5.7 Wisekey shall not be liable or responsible for any litigation, lawsuit or claims incurred or arising or resulting from the use of any Product as set out in clause 5.6.
5.8 The limitations and exclusions of liability provided in this article 5 constitute an essential and determining condition of Wisekey willingness to enter into this contract and shall apply in all circumstances, including in case of breach of a material obligation.
6. | Force Majeure |
Wisekey shall be released from any obligation and shall not be responsible for any damages in the event of force majeure or any event beyond Wisekey reasonable control such as but not limited to, cases of war, rioting, fire, strikes, natural disasters or any impossibility to obtain supplies.

EXERCISE TASKS:
A) In the contract terms, rewrite everything from "5.7 Wisekey shall" down to "to obtain supplies.", replacing "natural disasters" with "pandemics".
B) In the contract terms, which clause number says Wisekey is not liable for claims arising from the use of any Product?
C) Continue the contract terms from the end of the force majeure paragraph.

PROVIDED MATERIAL:
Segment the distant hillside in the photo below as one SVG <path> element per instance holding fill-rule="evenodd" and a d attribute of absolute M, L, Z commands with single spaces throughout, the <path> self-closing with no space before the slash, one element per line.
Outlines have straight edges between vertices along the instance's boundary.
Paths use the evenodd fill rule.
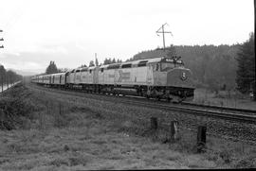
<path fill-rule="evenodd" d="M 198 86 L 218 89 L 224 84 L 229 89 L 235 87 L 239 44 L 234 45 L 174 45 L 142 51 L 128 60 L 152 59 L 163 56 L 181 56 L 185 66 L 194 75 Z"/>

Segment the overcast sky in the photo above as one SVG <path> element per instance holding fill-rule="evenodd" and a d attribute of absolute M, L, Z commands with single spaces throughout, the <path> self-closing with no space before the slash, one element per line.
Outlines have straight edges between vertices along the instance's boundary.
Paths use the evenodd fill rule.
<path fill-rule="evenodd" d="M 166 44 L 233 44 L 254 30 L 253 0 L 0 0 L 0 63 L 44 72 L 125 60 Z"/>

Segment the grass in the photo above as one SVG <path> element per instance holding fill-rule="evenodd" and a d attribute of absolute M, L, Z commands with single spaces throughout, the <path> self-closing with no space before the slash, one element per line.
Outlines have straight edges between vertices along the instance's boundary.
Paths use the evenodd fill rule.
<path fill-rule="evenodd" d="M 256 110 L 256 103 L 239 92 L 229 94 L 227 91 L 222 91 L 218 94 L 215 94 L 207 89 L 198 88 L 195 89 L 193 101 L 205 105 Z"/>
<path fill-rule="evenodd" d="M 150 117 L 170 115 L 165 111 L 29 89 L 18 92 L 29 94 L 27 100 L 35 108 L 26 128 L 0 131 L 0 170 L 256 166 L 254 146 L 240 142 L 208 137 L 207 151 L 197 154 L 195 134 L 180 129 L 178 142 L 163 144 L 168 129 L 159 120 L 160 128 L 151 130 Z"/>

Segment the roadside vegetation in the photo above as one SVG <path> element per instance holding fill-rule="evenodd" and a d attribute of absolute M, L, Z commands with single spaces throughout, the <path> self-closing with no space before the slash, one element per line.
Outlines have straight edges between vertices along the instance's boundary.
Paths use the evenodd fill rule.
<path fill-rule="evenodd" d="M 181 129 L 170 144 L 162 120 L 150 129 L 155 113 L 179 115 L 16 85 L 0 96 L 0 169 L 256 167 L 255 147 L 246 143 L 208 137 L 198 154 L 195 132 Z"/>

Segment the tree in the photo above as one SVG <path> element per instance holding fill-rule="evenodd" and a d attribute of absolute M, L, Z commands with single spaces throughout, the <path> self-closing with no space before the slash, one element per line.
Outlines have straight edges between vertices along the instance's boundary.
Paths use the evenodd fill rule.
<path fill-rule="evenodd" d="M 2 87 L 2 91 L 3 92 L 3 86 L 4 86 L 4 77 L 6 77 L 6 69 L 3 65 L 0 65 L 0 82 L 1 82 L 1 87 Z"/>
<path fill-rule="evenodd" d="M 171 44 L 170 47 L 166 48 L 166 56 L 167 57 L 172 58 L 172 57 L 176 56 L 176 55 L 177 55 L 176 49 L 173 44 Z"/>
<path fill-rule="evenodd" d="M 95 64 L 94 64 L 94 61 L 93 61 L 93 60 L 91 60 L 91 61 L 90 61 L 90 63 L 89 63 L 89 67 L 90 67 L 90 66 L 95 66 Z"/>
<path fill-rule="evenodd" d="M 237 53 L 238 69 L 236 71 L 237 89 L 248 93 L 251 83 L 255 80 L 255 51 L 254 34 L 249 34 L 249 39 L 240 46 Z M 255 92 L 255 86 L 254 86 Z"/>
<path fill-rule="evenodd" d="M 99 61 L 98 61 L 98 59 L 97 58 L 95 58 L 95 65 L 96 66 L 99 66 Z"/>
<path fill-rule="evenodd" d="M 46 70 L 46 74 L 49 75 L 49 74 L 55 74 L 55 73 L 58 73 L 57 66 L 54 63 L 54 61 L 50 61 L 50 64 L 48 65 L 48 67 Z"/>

RESPONSES FOR EACH TASK:
A)
5.7 Wisekey shall not be liable or responsible for any litigation, lawsuit or claims incurred or arising or resulting from the use of any Product as set out in clause 5.6.
5.8 The limitations and exclusions of liability provided in this article 5 constitute an essential and determining condition of Wisekey willingness to enter into this contract and shall apply in all circumstances, including in case of breach of a material obligation.
6. | Force Majeure |
Wisekey shall be released from any obligation and shall not be responsible for any damages in the event of force majeure or any event beyond Wisekey reasonable control such as but not limited to, cases of war, rioting, fire, strikes, pandemics or any impossibility to obtain supplies.

B) Clause 5.7.

C)
7. | Governing Law |
In the event of a dispute arising out of or in connection with this Agreement, including but not limited to, its formation, validity, construction, performance, expiration or termination, which cannot be settled by the Parties by mutual agreement, each party irrevocably agrees that any legal action, suit or proceeding brought by it must be brought solely and exclusively in, and will be subject to the service of process and other applicable procedural rules of London, United Kingdom and each party irrevocably submits to the sole and exclusive personal jurisdiction of the courts in London, United Kingdom, generally and unconditionally, with respect to any action, suit or proceeding brought by it or against it by the other party, including but not limited to summary proceedings.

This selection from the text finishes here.